→ Passage
• • • •
The WHO originally all but ruled out the possibility that the virus could have leaked from a lab, possibly the Wuhan Institute of Virology which specialises in studying coronaviruses and bats.

Dr Mike Ryan says he expects China to cooperate with investigations into the origins of COVID-19.Credit:AP

But after a fierce backlash from the international community led by both the Trump and Biden Administrations, WHO’s Director-General Dr Tedros Adhanom Ghebreyesus has conceded it was premature to rule out the hypotheses and said a second study should proceed.

He proposed a second mission which should include new studies in China and lab audits. The Chinese government has said it cannot accept that idea prompting accusations that it has something to hide.

Asked by The Sydney Morning Herald and The Age what that meant for the WHO’s investigations team, Dr Mike Ryan, the head of WHO’s Public Emergencies Programme, said he suspected China would end up cooperating and that they were looking forward to hearing from the Chinese about progress made on implementing the new studies.

“We are expecting all countries, all member states of WHO to cooperate in support of this process and I suspect that we will get that cooperation,” Dr Ryan told a virtual news conference hosted at WHO’s headquarters in Geneva.

“There’s a lot of rhetoric out there at the moment, certainly and all countries … what we want to do for all partners and everybody is calling for this, there’s widespread agreement amongst all of our member states – let’s not politicise the process,” he said.

“So we believe we have the basis to move forward. We have a set of studies that can be taken forward, we want to bring together a scientific advisory group on origins to help take that forward, we want to bring members of the international team into that process to maintain continuity with the previous process.
• • • •
→ Activities
- A) In the passage about the WHO inquiry into COVID-19's origins, what post does Dr Mike Ryan hold?
- B) Translate this sentence from the passage about the WHO inquiry into COVID-19's origins into Spanish: "He proposed a second mission which should include new studies in China and lab audits."
- C) Continue the passage about the WHO inquiry into COVID-19's origins from its last sentence.
• • • •
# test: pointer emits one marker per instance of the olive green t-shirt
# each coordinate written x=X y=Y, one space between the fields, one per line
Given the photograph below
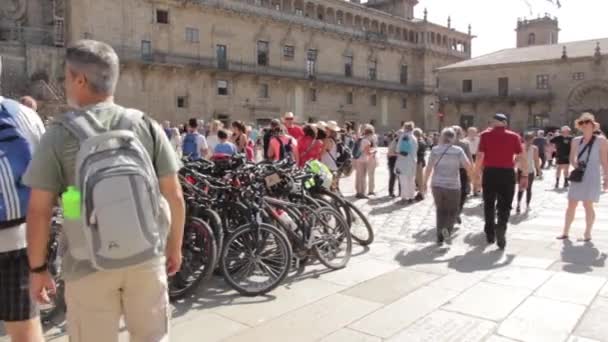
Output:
x=53 y=165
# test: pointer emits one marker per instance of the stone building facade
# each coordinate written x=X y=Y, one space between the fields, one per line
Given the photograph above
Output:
x=537 y=86
x=252 y=59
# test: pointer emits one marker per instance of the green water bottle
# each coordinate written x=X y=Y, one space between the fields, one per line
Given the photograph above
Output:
x=70 y=202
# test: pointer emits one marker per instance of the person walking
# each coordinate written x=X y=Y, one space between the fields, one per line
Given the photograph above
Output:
x=498 y=147
x=176 y=141
x=19 y=137
x=473 y=140
x=407 y=161
x=533 y=169
x=292 y=129
x=309 y=147
x=239 y=136
x=541 y=143
x=549 y=150
x=127 y=276
x=282 y=146
x=589 y=156
x=562 y=145
x=212 y=138
x=444 y=162
x=421 y=157
x=194 y=144
x=465 y=181
x=365 y=162
x=392 y=160
x=224 y=147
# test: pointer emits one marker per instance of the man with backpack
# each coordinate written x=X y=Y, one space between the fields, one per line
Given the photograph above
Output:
x=20 y=132
x=194 y=144
x=116 y=173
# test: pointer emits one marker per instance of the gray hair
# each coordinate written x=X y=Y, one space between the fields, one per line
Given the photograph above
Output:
x=98 y=62
x=458 y=131
x=448 y=135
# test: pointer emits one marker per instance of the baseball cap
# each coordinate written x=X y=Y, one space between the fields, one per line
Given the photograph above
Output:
x=500 y=117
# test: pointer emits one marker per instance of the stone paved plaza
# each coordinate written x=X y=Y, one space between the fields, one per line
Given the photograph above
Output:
x=405 y=288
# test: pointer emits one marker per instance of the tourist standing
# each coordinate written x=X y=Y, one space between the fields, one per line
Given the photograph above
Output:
x=407 y=161
x=421 y=157
x=309 y=147
x=541 y=143
x=465 y=181
x=292 y=129
x=224 y=147
x=444 y=162
x=498 y=147
x=532 y=168
x=282 y=146
x=20 y=136
x=473 y=140
x=365 y=162
x=212 y=138
x=239 y=136
x=589 y=156
x=269 y=132
x=176 y=141
x=98 y=299
x=549 y=150
x=392 y=160
x=562 y=144
x=194 y=144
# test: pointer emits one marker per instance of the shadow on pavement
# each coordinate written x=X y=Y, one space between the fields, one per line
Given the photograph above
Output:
x=212 y=294
x=476 y=259
x=477 y=210
x=581 y=258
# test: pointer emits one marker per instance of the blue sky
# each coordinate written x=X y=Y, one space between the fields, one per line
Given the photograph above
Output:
x=494 y=21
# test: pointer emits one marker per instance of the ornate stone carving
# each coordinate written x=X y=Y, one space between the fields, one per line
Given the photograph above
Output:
x=14 y=10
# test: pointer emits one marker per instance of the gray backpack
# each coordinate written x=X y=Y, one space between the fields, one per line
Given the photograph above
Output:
x=125 y=218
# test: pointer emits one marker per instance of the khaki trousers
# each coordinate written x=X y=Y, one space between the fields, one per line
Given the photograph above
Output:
x=95 y=304
x=365 y=172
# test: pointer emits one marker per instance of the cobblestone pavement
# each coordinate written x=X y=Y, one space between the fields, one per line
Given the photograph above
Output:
x=405 y=288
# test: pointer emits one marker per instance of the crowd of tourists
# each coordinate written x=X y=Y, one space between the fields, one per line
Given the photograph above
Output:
x=38 y=165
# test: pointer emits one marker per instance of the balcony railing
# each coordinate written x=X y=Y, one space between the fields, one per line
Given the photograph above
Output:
x=131 y=55
x=489 y=96
x=25 y=34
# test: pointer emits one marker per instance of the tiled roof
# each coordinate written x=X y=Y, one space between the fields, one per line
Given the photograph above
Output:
x=583 y=48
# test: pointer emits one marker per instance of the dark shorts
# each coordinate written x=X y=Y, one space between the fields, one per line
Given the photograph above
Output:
x=15 y=301
x=563 y=160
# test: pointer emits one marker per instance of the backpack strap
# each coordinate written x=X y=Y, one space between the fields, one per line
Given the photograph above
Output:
x=82 y=125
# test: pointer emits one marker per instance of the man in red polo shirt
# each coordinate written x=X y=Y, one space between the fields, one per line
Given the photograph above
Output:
x=292 y=129
x=498 y=150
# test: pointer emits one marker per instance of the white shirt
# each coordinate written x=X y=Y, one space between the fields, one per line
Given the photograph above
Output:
x=29 y=122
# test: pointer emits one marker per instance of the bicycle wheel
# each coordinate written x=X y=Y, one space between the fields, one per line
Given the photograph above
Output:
x=199 y=253
x=215 y=222
x=337 y=202
x=360 y=228
x=57 y=304
x=331 y=239
x=255 y=260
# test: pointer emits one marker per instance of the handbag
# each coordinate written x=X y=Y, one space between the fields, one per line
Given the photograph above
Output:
x=578 y=173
• • • •
→ Task responses
- A) He is the head of WHO's Public Emergencies Programme.

- B) Propuso una segunda misión que debería incluir nuevos estudios en China y auditorías de laboratorios.

- C)
“And we want to reassure our colleagues in China that this process is still and is and has always been driven by science,” he said.

Foreign Minister Marise Payne said this week that Australia would “absolutely” be pushing for a second probe; the government’s call for the first inquiry prompted a fierce reaction from Beijing which imposed billions of dollars worth of trade tariffs on Australian goods as a result.

Dr Ryan added that the WHO had never taken sides and was only driven by a desire to put in place whatever measures could prevent a future pandemic.

He said that could only occur by knowing the origins of COVID-19 which has killed millions and plunged billions into lockdowns, like the two-month shutdown currently affecting Sydney.

The US CDC has said the virus is as contagious as chickenpox.

WHO experts said they still did not know why the Delta variant was so much more transmissible than the original version which emerged in Wuhan, China in 2019. A series of studies are underway to try and unlock the answer which could help educate how best to mitigate it’s transmission.

Dr Ryan said that because the virus has gotten fitter, it meant that trying to suppress it through measures that worked against previous strains was harder.

“In some senses we’re all in kindergarten when it comes to this virus – we’re still learning,” he said. “We need to work harder, the virus has got faster.”

He said vaccines, physical distancing, wearing masks and ventilating indoor spaces were still effective against the virus but that these measures had to be executed “more efficiently and more effectively” than ever before.